> _WHAT TO DO_: Your task is to return, word for word, only the lines from the line with "the cyclist's arm" through the close of the data. Exclude all pictures.

> _EXERCISE INPUTS_:
===============
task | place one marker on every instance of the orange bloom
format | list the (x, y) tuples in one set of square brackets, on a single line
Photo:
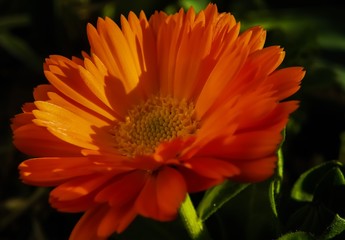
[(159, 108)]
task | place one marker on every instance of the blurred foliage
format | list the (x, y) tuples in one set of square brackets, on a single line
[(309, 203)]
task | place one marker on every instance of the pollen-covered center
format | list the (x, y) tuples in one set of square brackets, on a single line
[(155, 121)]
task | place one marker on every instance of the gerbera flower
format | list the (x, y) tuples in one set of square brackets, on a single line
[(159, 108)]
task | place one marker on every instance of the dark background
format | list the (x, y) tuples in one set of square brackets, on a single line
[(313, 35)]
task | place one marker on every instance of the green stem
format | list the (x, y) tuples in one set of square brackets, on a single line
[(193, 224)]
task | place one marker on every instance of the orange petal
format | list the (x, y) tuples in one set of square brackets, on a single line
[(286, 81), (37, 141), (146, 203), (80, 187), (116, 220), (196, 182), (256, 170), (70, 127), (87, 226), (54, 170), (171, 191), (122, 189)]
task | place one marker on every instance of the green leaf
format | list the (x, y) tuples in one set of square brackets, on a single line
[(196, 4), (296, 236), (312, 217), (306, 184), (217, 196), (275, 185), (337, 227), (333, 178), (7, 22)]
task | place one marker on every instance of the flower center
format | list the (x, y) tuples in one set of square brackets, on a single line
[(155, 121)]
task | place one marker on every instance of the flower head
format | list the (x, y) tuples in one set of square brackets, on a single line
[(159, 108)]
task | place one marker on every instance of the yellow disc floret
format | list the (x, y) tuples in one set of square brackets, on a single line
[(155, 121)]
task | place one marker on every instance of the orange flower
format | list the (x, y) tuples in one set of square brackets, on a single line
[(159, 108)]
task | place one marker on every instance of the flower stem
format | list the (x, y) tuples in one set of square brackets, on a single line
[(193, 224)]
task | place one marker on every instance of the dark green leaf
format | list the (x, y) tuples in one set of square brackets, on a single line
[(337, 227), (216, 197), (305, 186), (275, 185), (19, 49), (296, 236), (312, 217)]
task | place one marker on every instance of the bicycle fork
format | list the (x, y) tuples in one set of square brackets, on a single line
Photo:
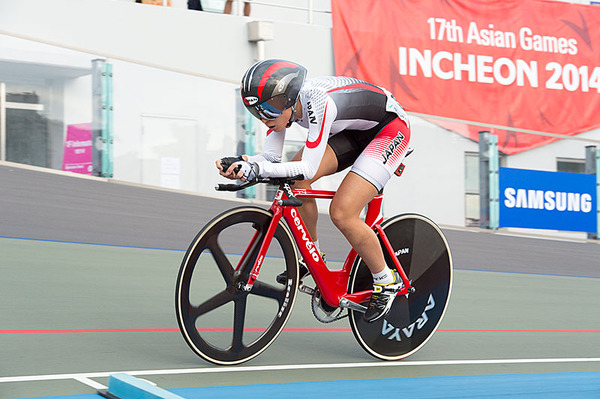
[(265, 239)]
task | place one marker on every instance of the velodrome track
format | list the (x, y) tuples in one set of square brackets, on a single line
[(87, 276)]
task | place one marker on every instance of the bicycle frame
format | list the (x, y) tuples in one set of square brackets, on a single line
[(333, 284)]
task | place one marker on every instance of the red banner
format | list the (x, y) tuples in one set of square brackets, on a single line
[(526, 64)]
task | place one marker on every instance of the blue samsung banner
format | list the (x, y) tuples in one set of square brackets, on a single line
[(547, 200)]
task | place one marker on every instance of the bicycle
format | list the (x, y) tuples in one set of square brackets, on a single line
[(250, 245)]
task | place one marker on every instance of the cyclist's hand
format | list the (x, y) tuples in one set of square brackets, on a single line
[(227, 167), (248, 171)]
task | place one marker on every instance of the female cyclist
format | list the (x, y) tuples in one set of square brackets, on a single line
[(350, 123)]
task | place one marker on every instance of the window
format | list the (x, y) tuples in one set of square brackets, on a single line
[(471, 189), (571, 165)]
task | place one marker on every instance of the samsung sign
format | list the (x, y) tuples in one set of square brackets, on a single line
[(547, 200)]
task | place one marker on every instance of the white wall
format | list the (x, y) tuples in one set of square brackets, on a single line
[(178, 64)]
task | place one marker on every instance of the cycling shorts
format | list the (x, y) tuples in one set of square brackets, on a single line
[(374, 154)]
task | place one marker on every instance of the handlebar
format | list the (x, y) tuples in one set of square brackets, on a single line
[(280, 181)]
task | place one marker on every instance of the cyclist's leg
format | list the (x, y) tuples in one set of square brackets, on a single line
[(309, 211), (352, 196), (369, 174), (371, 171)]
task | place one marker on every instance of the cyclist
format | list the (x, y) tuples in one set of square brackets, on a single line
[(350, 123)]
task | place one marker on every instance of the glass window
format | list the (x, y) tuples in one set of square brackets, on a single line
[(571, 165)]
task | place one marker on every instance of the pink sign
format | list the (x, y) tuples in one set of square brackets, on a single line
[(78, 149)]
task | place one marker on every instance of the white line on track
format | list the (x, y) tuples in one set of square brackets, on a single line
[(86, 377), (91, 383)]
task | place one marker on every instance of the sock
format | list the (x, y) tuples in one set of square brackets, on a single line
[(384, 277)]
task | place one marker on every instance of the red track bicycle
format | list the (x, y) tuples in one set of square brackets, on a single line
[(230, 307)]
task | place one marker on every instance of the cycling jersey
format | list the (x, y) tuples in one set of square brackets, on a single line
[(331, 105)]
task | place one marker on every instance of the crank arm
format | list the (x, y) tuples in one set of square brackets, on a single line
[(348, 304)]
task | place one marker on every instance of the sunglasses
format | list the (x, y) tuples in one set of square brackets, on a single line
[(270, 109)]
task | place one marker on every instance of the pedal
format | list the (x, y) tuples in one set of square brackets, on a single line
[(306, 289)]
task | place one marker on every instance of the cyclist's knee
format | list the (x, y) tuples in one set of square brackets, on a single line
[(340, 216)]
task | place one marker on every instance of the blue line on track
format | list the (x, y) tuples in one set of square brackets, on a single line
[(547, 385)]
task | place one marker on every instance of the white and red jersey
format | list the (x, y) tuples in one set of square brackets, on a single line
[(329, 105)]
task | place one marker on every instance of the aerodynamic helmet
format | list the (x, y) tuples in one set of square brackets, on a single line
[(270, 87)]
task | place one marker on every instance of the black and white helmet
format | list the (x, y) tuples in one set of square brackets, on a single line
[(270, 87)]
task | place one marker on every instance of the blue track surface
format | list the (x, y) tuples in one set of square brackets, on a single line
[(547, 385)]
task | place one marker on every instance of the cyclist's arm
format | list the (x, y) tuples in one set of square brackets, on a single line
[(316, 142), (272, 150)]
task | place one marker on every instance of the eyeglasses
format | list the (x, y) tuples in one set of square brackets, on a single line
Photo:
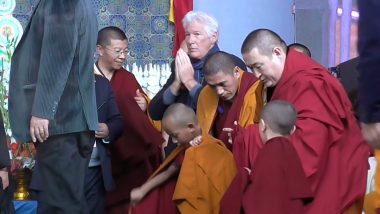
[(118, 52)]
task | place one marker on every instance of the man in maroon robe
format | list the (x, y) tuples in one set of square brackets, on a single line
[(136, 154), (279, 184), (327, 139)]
===============
> _THE SOLUTION_:
task | place one marker on every instance of the cyclist's arm
format | list the (x, y) tuples in one set of square brackets, on a single line
[(316, 142), (272, 150)]
task | place one marker on every instance of the eyeglasses
format | list the (x, y) tuples in one set of square brackets, on a single line
Photo:
[(118, 52)]
task | place one marker on every instance of the man in maroon robe
format | list the (x, y) tuples in one set of square brackets, on a single line
[(136, 154), (279, 184), (327, 139)]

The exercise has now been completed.